*EXERCISE MATERIAL:*

--------

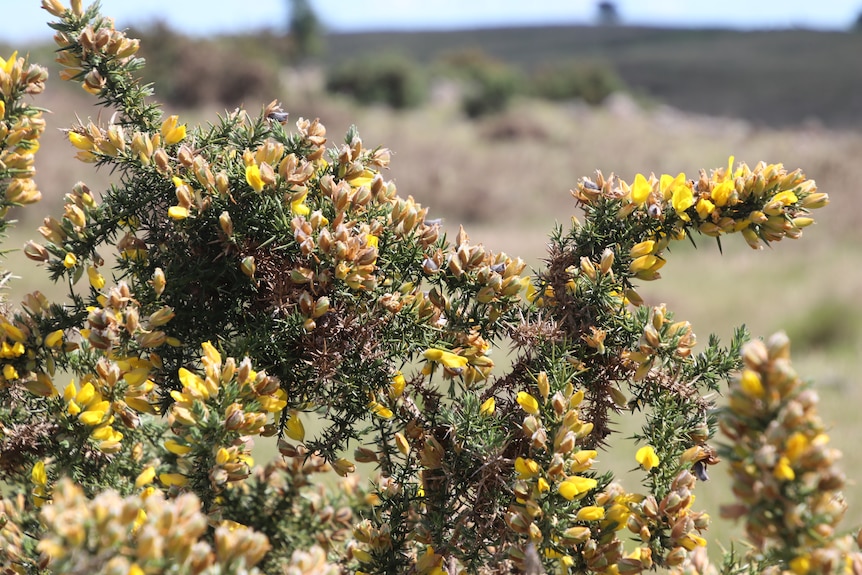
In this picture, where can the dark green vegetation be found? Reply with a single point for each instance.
(781, 77)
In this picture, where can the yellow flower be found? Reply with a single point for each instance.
(668, 184)
(682, 200)
(176, 447)
(690, 541)
(364, 178)
(488, 406)
(783, 471)
(38, 474)
(643, 248)
(751, 384)
(576, 486)
(252, 176)
(9, 372)
(380, 410)
(81, 142)
(590, 513)
(542, 485)
(299, 207)
(97, 280)
(795, 445)
(583, 460)
(643, 263)
(526, 468)
(785, 198)
(178, 213)
(722, 192)
(704, 207)
(171, 133)
(641, 189)
(528, 403)
(647, 457)
(7, 65)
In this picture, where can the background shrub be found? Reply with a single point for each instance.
(591, 82)
(488, 84)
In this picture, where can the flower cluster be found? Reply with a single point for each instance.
(141, 534)
(21, 125)
(301, 257)
(784, 472)
(765, 204)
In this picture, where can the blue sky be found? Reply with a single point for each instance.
(202, 17)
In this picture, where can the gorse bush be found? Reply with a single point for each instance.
(264, 279)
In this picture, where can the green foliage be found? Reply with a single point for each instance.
(380, 79)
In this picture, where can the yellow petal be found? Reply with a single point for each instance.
(145, 477)
(488, 406)
(647, 457)
(528, 403)
(641, 189)
(252, 176)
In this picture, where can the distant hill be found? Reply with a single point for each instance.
(774, 77)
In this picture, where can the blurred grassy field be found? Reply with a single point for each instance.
(507, 179)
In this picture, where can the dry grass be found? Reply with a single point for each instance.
(507, 179)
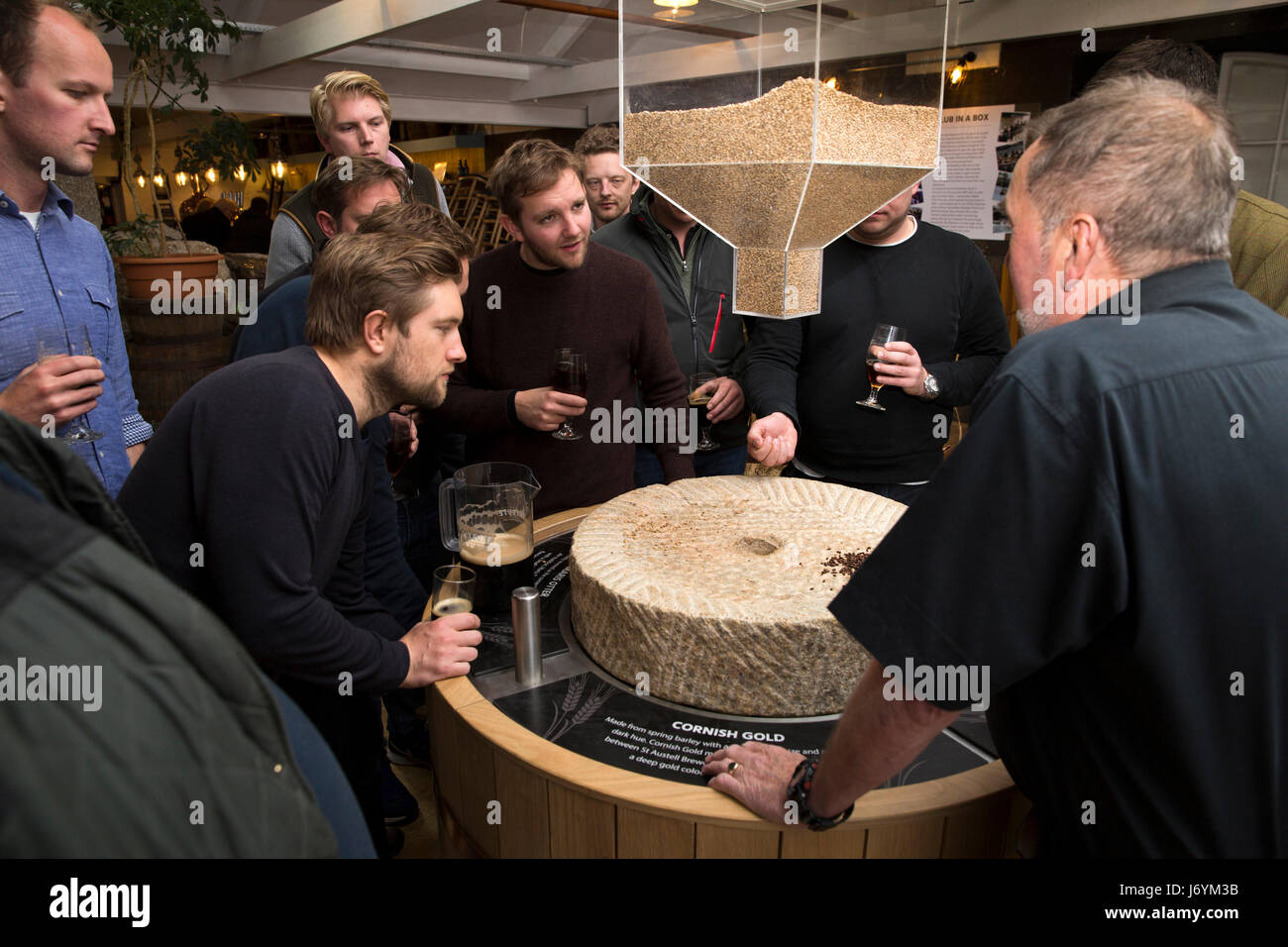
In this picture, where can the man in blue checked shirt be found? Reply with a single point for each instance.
(55, 274)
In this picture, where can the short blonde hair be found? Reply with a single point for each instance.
(342, 85)
(357, 273)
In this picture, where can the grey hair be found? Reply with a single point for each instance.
(1150, 159)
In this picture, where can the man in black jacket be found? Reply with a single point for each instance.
(694, 269)
(804, 376)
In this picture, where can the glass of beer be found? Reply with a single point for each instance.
(454, 590)
(881, 337)
(76, 344)
(570, 377)
(699, 398)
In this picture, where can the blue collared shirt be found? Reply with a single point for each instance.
(52, 283)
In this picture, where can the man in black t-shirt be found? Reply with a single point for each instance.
(1116, 509)
(804, 376)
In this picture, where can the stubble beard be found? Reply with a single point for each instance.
(387, 385)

--------

Turn the listing above into a JSON array of strings with one string per line, skipping blank lines and leaving out the pictures.

[
  "In this picture, where can the dark green vegetation be found? Reply with a single point for each instance.",
  "(781, 77)",
  "In this picture, where can the yellow flower be found? Reply with a single point for each instance.",
  "(668, 184)",
  "(682, 200)",
  "(176, 447)",
  "(690, 541)",
  "(364, 178)",
  "(488, 406)",
  "(783, 471)",
  "(38, 474)",
  "(643, 248)",
  "(751, 384)",
  "(576, 486)",
  "(252, 176)",
  "(9, 372)",
  "(380, 410)",
  "(81, 142)",
  "(590, 513)",
  "(542, 485)",
  "(299, 207)",
  "(97, 280)",
  "(795, 445)",
  "(583, 460)",
  "(643, 263)",
  "(526, 468)",
  "(785, 198)",
  "(178, 213)",
  "(722, 192)",
  "(704, 207)",
  "(171, 133)",
  "(641, 189)",
  "(528, 403)",
  "(647, 457)",
  "(7, 65)",
  "In this picture, where can the background shrub be found? Reply with a single point for each instance.",
  "(591, 82)",
  "(488, 84)",
  "In this picture, where can the flower cluster be found? Reply with a single point for each instance.",
  "(141, 534)",
  "(21, 125)",
  "(301, 257)",
  "(784, 472)",
  "(765, 204)",
  "In this picture, where can the blue sky be found? Reply with a single point for each instance.",
  "(202, 17)",
  "In this picture, where can the gorse bush be found? Reply with a single point for each instance.",
  "(264, 279)",
  "In this picture, where can the green foliage be found? Reply with a single point for each instance.",
  "(380, 79)",
  "In this picture, where can the yellow petal be found? Reply with a single point for each instance.",
  "(145, 477)",
  "(488, 406)",
  "(647, 457)",
  "(528, 403)",
  "(641, 189)",
  "(252, 176)",
  "In this picture, where can the distant hill be found? Reply with a single point for each instance.",
  "(774, 77)",
  "In this picture, where can the blurred grassy field be found? Reply with a single point for each instance.",
  "(507, 179)",
  "In this picture, where can the dry grass be found? Reply with a single point for each instance.",
  "(507, 179)",
  "In this picture, where can the man in blue checked shirt be found? Reply with a single point for each instance.",
  "(55, 274)",
  "In this picture, where can the short blonde hair be found? Reply with a single point for each instance.",
  "(342, 85)",
  "(357, 273)",
  "In this picture, where can the grey hair be found? Reply with a single point for each instance.",
  "(1150, 159)",
  "In this picture, where can the man in black jacket be found? Reply with a single point for each instance.",
  "(694, 269)",
  "(804, 376)",
  "In this picture, where can the glass of beer be found? Reply with a single point for each instance.",
  "(454, 590)",
  "(881, 337)",
  "(76, 344)",
  "(570, 377)",
  "(699, 398)",
  "In this picture, where can the blue collared shirt be found? Reply with a single point for each instance.",
  "(52, 283)",
  "In this picture, where can the man in black t-shirt be found? Reply with a single point for each instance.",
  "(1116, 509)",
  "(804, 376)",
  "In this picture, where can the stubble beard be found? Reply with a single point for each instance.",
  "(387, 385)"
]